§ **What you will do**
- A) Transcribe the call transcript word for word, starting with "No, not necessarily" and going on through "Thanks, Paul.".
- B) According to the call transcript, in which country is the large manufacturer that signed a big managed services contract last quarter?

Kevin Linder, SVP of Investor Relations

Thank you, Francois. Sylvia, we can now poll for questions.

Operator, Operator

Thank you. Your first question will be from Paul Treiber at RBC Capital Markets.

Paul Treiber, Analyst

Thanks very much and good morning. It was nice to see the acquisition announced this morning. Just hoping that you could speak to your M&A pipeline and capacity, you deployed a fair amount of capital in the last couple of months. Do you need to take a pause to integrate those acquisitions or do you have the capacity to continue to make acquisitions here in the short-term?

Francois Boulanger, President and CEO

Thanks, Paul, for the question. No, we don't need to take a pause. These acquisitions, like this one that we announced this morning, are in the U.K. For a long time, we didn't do one in the U.K. So the U.K. team is ready for this integration. The one that we did before was in the U.S., so the fact that we have a solid operation in all these countries ensures each of these countries have the capabilities of doing these integrations. We don't see any problem on that side. And as you know, on the financial side, naturally, we have a solid balance sheet and the capability to deploy more capital. So that's not stopping for the future.

Paul Treiber, Analyst

And then looking at your business by the various regions, Germany, you called out softness there. Was it softer than usual this quarter or is Germany being a drag on growth for the last several quarters? And is it the mix of revenue different in Germany? Is it more short-term SI&C than other regions?

Francois Boulanger, President and CEO

No, not necessarily a different mix, but for sure, they are strong in the MRD side. And so, as you know, MRD, especially in Europe, has more difficulties. So that's why we see some short-term pressure on some of the discretionary spending there. But I would say, as you heard, last quarter, we did sign a big managed services contract with a large manufacturer in Germany. So they are still very interested in seeing how we can bring cost savings. On the short term, I would say, SI&C, we see that they are reducing their spending or being cautious to see what will happen in the next quarters.

Paul Treiber, Analyst

Okay. Thanks for taking the questions.

Francois Boulanger, President and CEO

Thanks, Paul.

§ **Excerpted data**
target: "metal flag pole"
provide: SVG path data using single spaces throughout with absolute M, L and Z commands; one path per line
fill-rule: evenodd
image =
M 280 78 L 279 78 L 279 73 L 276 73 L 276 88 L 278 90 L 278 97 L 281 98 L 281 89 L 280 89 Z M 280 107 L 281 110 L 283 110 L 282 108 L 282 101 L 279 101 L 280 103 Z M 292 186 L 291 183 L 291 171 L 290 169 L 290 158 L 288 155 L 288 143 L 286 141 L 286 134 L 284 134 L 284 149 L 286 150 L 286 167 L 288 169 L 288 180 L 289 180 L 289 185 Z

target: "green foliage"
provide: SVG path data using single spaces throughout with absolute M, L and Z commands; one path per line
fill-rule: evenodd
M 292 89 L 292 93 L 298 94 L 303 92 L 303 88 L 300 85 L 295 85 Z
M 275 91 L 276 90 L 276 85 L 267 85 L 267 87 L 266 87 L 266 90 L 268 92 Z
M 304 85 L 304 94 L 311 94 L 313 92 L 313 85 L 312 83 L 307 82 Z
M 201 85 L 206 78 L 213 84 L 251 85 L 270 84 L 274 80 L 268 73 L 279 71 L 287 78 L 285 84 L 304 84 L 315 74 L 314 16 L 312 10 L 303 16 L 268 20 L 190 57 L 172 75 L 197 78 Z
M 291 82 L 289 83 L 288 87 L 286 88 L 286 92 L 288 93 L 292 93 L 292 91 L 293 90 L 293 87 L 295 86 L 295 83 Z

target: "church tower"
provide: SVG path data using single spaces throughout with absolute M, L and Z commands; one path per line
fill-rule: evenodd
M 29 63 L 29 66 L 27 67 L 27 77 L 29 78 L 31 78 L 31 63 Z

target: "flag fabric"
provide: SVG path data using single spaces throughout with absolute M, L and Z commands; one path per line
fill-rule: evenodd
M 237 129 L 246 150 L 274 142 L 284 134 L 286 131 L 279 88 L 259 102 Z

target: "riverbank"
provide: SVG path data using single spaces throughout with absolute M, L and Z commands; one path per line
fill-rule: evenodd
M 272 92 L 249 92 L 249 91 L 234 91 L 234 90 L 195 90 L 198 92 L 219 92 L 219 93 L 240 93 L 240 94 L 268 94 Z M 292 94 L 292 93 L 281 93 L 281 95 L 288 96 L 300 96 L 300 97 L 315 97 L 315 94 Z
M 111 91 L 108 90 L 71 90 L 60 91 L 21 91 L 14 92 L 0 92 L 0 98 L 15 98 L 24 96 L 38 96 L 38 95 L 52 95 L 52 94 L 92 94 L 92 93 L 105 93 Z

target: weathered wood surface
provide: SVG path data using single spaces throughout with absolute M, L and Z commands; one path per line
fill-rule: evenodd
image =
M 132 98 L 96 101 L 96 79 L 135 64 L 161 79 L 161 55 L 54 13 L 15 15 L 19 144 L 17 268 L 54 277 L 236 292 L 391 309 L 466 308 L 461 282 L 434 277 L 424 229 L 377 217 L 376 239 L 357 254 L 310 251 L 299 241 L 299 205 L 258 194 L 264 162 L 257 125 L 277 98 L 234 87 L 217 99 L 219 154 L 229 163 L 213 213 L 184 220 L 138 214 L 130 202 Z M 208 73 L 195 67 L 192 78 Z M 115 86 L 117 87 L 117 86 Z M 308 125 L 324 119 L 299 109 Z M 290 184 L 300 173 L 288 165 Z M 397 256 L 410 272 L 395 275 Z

§ **Exercise solutions**
- A)
No, not necessarily a different mix, but for sure, they are strong in the MRD side. And so, as you know, MRD, especially in Europe, has more difficulties. So that's why we see some short-term pressure on some of the discretionary spending there. But I would say, as you heard, last quarter, we did sign a big managed services contract with a large manufacturer in Germany. So they are still very interested in seeing how we can bring cost savings. On the short term, I would say, SI&C, we see that they are reducing their spending or being cautious to see what will happen in the next quarters.

Paul Treiber, Analyst

Okay. Thanks for taking the questions.

Francois Boulanger, President and CEO

Thanks, Paul.

- B) Germany